— begin Records for this exercise —

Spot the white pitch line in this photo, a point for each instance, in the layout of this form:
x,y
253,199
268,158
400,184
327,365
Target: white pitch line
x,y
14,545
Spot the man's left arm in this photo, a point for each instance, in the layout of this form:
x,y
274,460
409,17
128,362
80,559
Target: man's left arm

— end Records for this exercise —
— begin Records for this exercise —

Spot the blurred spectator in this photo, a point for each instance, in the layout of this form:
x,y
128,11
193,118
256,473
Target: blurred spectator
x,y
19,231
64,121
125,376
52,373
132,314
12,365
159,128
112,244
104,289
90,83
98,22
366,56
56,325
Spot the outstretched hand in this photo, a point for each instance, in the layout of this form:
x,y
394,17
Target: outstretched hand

— end Records for this exercise —

To be done:
Copy out the entries from the line with "Spot the white" to the line with "Target: man's left arm", putting "boundary line" in place of "pitch line" and changing nothing else.

In response:
Spot the white boundary line in this photo, a point for each instance, in the layout of this form:
x,y
253,199
268,158
400,184
327,365
Target: white boundary line
x,y
14,545
Spot the man's left arm in this photo, a point for each instance, in the layout of this form:
x,y
274,460
409,17
128,362
80,559
Target: man's left arm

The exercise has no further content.